Can you copy out the records below, from the line containing "Detect each printed" up to and including the line containing "[37, 124, 117, 169]", with every line reproduced unchanged and nothing else?

☆ ☆ ☆ ☆ ☆ ☆ ☆

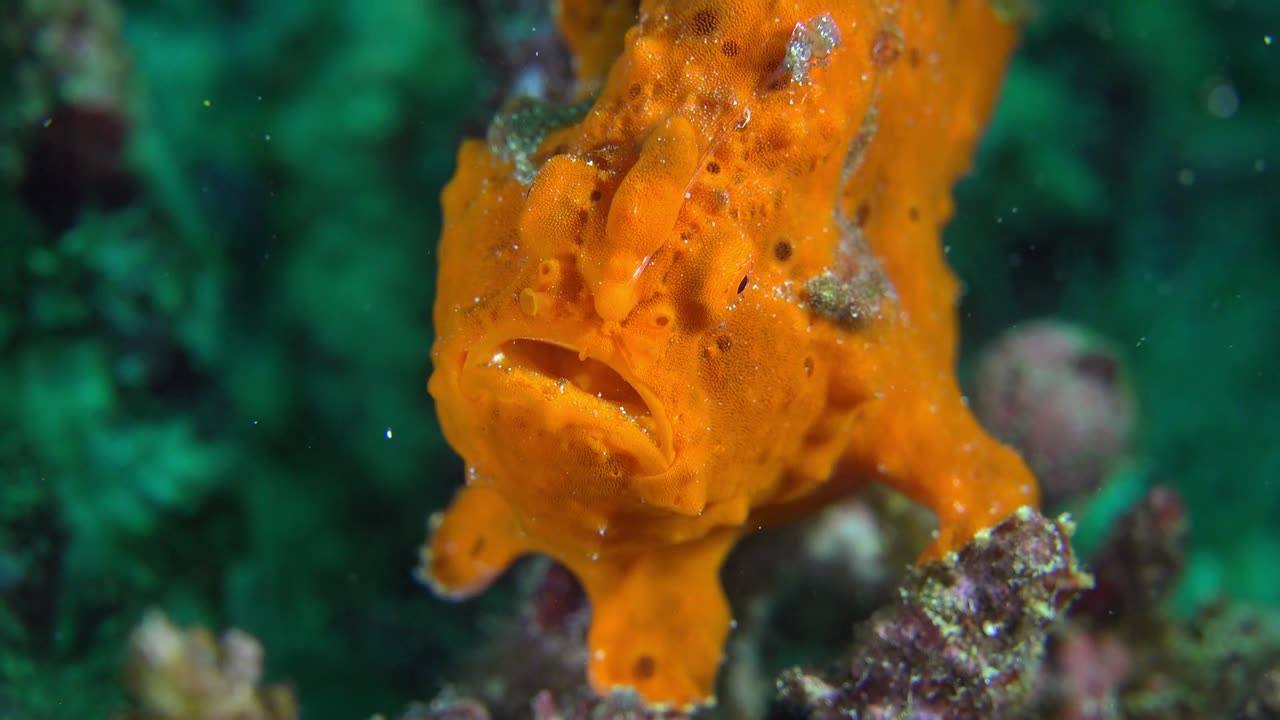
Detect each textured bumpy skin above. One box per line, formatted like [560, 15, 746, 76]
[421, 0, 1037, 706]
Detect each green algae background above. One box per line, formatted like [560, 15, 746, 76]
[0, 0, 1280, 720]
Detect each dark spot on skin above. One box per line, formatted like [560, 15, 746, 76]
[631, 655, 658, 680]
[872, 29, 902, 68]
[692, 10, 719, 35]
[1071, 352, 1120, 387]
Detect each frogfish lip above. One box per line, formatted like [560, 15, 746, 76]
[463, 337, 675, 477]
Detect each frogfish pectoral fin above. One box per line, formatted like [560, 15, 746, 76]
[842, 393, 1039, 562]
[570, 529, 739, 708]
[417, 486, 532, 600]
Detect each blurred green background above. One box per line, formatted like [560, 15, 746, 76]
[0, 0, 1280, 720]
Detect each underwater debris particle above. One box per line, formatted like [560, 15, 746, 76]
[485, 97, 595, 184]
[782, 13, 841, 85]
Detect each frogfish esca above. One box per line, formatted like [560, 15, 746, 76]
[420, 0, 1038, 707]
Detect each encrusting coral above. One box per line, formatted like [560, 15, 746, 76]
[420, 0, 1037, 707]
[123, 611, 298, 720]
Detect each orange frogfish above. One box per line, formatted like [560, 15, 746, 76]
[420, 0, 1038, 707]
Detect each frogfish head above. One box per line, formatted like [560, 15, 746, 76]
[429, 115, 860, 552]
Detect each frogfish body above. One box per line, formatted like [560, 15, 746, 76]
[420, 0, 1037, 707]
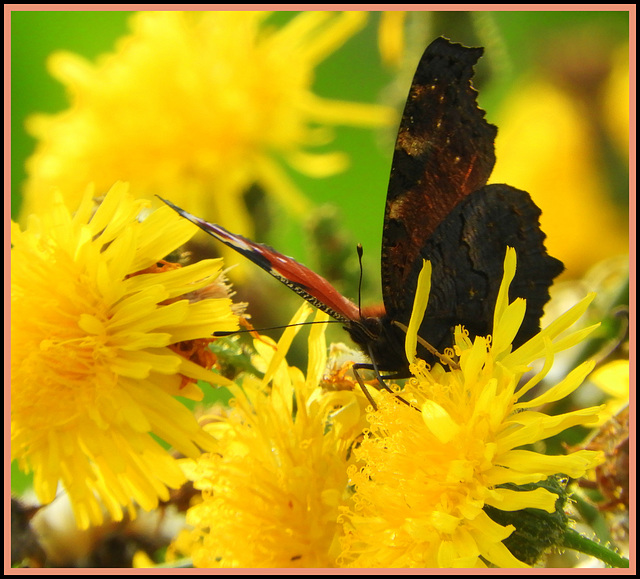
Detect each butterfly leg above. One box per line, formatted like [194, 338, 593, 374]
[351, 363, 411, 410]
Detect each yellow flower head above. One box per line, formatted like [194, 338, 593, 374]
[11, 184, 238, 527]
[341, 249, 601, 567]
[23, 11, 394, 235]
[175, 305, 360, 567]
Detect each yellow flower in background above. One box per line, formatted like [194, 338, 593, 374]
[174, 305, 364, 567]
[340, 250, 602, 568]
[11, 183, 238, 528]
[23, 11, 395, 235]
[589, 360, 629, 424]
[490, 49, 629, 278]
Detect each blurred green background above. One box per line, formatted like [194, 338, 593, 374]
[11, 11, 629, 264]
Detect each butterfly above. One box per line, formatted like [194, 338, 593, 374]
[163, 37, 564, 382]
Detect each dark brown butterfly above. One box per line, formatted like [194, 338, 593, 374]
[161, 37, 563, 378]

☆ ☆ ☆ ☆ ☆ ☆ ☆

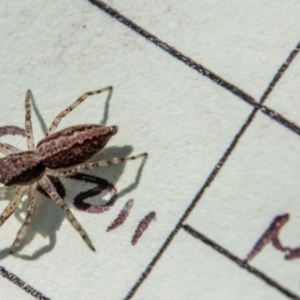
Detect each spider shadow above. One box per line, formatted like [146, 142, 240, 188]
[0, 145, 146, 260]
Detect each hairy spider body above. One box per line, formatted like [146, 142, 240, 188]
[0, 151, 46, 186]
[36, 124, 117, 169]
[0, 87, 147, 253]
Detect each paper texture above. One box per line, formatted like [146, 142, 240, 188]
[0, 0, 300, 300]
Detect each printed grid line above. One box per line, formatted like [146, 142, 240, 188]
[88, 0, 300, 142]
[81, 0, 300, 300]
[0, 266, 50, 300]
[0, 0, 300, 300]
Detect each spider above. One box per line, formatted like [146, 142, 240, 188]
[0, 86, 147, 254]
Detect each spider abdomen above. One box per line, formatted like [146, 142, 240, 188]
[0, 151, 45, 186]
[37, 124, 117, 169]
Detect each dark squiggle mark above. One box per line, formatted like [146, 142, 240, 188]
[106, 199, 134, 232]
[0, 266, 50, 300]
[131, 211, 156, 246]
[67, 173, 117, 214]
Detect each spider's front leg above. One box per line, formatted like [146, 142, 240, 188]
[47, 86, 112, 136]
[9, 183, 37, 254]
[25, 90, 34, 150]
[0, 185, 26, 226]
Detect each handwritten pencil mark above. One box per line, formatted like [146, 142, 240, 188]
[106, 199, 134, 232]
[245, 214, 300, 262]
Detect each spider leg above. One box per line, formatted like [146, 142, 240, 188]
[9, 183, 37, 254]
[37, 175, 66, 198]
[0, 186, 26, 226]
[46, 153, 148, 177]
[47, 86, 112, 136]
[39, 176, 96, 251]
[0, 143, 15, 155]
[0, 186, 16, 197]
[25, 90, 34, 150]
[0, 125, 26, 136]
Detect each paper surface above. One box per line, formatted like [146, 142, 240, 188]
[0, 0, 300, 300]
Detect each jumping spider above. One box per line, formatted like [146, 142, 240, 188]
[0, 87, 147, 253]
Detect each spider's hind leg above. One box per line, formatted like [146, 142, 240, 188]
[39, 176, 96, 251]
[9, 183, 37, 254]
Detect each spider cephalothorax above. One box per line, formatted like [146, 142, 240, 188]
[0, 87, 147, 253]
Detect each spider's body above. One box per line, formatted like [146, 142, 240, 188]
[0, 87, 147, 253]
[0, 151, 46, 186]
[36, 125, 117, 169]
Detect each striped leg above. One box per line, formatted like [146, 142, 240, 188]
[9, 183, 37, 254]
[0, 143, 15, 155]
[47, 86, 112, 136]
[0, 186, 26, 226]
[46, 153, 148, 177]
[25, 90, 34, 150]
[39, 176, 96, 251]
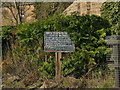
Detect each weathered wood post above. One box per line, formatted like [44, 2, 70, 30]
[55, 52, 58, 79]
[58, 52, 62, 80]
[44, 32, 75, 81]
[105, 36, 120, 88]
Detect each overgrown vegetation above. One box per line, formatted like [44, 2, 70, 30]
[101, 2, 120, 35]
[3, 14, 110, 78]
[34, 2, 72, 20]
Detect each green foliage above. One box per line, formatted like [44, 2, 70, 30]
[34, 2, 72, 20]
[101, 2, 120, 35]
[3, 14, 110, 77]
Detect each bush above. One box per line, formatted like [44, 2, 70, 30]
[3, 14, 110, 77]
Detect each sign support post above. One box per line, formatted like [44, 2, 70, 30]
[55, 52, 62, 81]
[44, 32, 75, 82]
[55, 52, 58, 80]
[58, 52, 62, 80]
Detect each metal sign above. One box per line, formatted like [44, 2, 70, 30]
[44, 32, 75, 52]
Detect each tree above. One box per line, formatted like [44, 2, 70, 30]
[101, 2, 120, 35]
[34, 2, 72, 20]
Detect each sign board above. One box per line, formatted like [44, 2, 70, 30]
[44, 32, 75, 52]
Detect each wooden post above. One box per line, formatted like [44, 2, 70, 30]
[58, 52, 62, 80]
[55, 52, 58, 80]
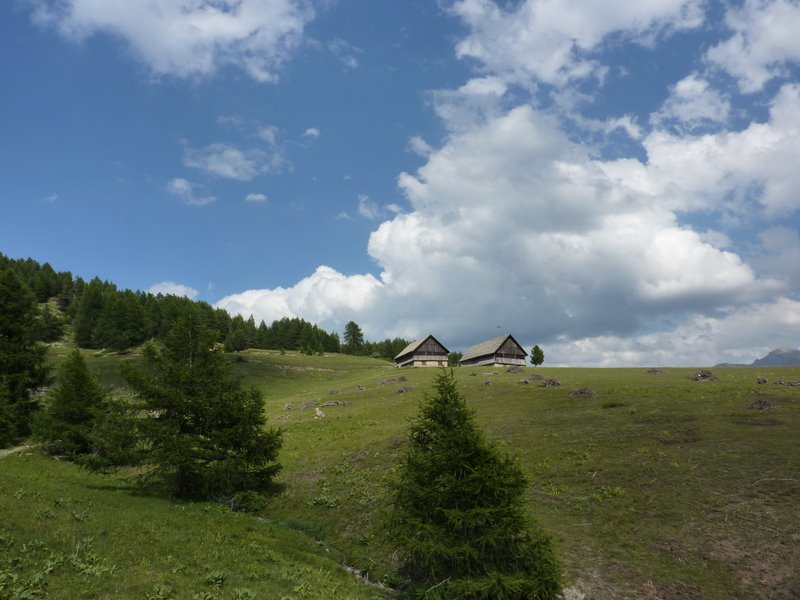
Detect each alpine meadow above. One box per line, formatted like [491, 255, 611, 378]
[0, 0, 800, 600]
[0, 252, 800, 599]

☆ ☆ ☆ ☆ ☆ ☆ ☆

## Answer for this exercise:
Detect each printed grid line above. One box per line, formatted like [146, 142, 240, 188]
[88, 0, 300, 142]
[81, 0, 300, 300]
[0, 266, 50, 300]
[0, 0, 300, 300]
Detect each spider above. One box per line, formatted like [146, 142, 240, 188]
[0, 86, 147, 254]
Detect each spider abdomen above. One box per line, formatted like [146, 142, 240, 188]
[0, 151, 45, 186]
[37, 124, 117, 169]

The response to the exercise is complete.